WHAT YOU HAVE TO DO: Every line of the data is to be output verbatim.

[Text-to-region grounding data]
★ ★ ★ ★

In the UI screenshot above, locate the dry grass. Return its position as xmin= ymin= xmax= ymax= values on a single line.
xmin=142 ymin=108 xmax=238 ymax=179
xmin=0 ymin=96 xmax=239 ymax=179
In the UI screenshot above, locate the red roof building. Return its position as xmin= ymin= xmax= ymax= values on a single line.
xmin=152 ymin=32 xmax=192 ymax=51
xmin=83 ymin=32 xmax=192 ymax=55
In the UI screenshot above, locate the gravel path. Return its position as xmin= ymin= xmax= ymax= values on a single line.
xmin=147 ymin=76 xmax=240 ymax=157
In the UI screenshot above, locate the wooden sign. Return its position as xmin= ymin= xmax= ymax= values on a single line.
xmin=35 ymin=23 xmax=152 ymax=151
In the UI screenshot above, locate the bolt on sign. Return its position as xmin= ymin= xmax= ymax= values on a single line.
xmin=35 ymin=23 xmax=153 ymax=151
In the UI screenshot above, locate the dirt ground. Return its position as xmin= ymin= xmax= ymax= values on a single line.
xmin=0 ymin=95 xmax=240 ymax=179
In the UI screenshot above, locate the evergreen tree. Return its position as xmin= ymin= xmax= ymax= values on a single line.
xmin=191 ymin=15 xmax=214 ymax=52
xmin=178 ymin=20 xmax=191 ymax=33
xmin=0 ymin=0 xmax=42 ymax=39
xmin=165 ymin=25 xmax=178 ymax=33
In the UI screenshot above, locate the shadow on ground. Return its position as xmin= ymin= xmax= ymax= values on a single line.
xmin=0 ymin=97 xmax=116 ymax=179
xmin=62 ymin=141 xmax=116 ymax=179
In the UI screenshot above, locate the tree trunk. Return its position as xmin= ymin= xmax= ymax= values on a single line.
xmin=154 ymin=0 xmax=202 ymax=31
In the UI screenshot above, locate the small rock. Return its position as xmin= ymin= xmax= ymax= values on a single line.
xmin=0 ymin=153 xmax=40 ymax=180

★ ★ ★ ★

WRITTEN ANSWER:
In the UI screenshot above, locate the dry grass. Return its position as xmin= ymin= xmax= ymax= values on a single line.
xmin=142 ymin=108 xmax=238 ymax=179
xmin=0 ymin=96 xmax=239 ymax=179
In the UI screenshot above, locate the red roof building. Return its position as xmin= ymin= xmax= ymax= values on a single line.
xmin=152 ymin=32 xmax=192 ymax=51
xmin=83 ymin=32 xmax=192 ymax=55
In the UI screenshot above, locate the gravel path. Return its position as xmin= ymin= xmax= ymax= values on a single line.
xmin=147 ymin=76 xmax=240 ymax=157
In the UI screenshot above, locate the wooden sign. Return its position as xmin= ymin= xmax= ymax= values on a single line.
xmin=35 ymin=23 xmax=152 ymax=151
In the UI screenshot above, locate the bolt on sign. Return its position as xmin= ymin= xmax= ymax= values on a single line.
xmin=35 ymin=23 xmax=153 ymax=151
In the UI screenshot above, locate the dirt ground. Return its position as xmin= ymin= xmax= ymax= values on a single line.
xmin=0 ymin=95 xmax=240 ymax=179
In the UI screenshot above, locate the evergreen tree. Return its position as xmin= ymin= xmax= ymax= values on a single line.
xmin=191 ymin=15 xmax=214 ymax=52
xmin=178 ymin=20 xmax=191 ymax=33
xmin=0 ymin=0 xmax=42 ymax=39
xmin=165 ymin=25 xmax=178 ymax=33
In the UI screenshot above, locate the shadow on ground. Return its position as xmin= ymin= xmax= ymax= values on a single line.
xmin=0 ymin=97 xmax=116 ymax=179
xmin=62 ymin=141 xmax=116 ymax=179
In the UI screenshot above, locate the tree trunk. Return its position as xmin= ymin= xmax= ymax= values on a single line.
xmin=154 ymin=0 xmax=202 ymax=31
In the UI screenshot above, locate the small rock. Return its position as xmin= ymin= xmax= ymax= values on a single line.
xmin=0 ymin=153 xmax=40 ymax=180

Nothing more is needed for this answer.